▸ **Exercise instructions**
The records below are to be quoted in full; please keep every word exact.

◇ ◇ ◇

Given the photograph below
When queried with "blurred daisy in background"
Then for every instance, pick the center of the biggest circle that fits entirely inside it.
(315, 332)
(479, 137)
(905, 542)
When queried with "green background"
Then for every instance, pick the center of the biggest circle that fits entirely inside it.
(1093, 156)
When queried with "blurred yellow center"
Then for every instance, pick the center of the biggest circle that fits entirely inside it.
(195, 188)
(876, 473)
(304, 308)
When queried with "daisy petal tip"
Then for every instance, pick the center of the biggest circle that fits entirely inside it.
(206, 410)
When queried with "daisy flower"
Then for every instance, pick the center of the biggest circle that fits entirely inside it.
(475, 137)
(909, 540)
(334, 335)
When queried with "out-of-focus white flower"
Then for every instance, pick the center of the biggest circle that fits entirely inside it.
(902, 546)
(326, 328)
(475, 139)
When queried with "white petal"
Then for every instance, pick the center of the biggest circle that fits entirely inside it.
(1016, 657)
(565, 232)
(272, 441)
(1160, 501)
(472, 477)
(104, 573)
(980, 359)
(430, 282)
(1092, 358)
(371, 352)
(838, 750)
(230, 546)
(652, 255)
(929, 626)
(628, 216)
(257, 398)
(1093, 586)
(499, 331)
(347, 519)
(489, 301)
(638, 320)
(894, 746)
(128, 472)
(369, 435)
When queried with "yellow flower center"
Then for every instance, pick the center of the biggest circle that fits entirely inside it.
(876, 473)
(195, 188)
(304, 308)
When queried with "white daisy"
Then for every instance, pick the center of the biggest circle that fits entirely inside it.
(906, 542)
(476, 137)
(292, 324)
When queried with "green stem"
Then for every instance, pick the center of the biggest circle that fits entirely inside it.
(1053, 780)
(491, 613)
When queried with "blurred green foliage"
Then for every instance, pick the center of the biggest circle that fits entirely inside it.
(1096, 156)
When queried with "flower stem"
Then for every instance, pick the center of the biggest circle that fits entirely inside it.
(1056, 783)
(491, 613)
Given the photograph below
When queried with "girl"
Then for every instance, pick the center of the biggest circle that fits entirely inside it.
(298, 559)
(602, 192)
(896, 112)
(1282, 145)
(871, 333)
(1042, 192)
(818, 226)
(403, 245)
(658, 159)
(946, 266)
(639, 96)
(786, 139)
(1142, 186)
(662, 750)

◇ ◇ ◇

▸ **Result of the exercise**
Given the photograph below
When queried with "blurred daisy in background"
Then for every instance, pick the center of the biggest circle that fits entirely inside it.
(315, 332)
(479, 137)
(905, 542)
When queried with "green background"
Then for every instance, pick the center of the biggest circle that fits entirely inside it.
(1093, 156)
When queried with "blurred yellow center"
Then for every instance, pick the center of the biggest circle that fits entirely inside it.
(195, 188)
(876, 473)
(304, 308)
When queried with "daisy petal tip"
Then for every instance, pick the center of the biggest circle that fits entirely inside it.
(206, 410)
When queried with "daisy flower"
Then for every instance, pick the center of the biggest circle that fits entirely inside it.
(475, 137)
(909, 540)
(334, 335)
When queried with "out-of-focus white flower"
Then for every instance, pick the center of the biggest circle that fits entirely inside it.
(902, 546)
(326, 328)
(475, 139)
When queried with "white petal"
Then for every instance, pick the center of the biggest circle that fits entirely inside it.
(1016, 657)
(565, 232)
(272, 441)
(1160, 501)
(472, 477)
(104, 573)
(980, 359)
(430, 282)
(1092, 358)
(371, 352)
(838, 750)
(230, 546)
(652, 255)
(929, 626)
(628, 216)
(257, 398)
(1093, 586)
(499, 331)
(347, 519)
(489, 301)
(638, 320)
(894, 746)
(128, 472)
(369, 435)
When queried with "yellow flower center"
Then for every instance, pick the center of the biggest circle that fits entirely inside it.
(876, 473)
(195, 188)
(304, 308)
When queried with "white daisy"
Then for every instance, pick the center of the biggest circle that fits entirely inside it.
(906, 542)
(476, 137)
(292, 324)
When queried with "green stem"
Then for every instance, pick the center of the biggest circle that fits entirely inside it.
(1053, 780)
(491, 613)
When queried with "blurred green foliage"
Then for every instance, pick the center of the biggest circle that fits entirely inside it.
(1096, 156)
When queried with "flower stem"
Then for every instance, pick the center of the biggest circle that fits entirely inside it.
(1056, 783)
(491, 613)
Given the photograph below
When queried with "girl"
Then for every instance, pick the center of the biggest circle that fits entirely inside it.
(298, 559)
(602, 192)
(896, 112)
(1282, 145)
(871, 333)
(1042, 192)
(818, 226)
(403, 245)
(658, 159)
(946, 266)
(639, 96)
(786, 139)
(1142, 186)
(662, 750)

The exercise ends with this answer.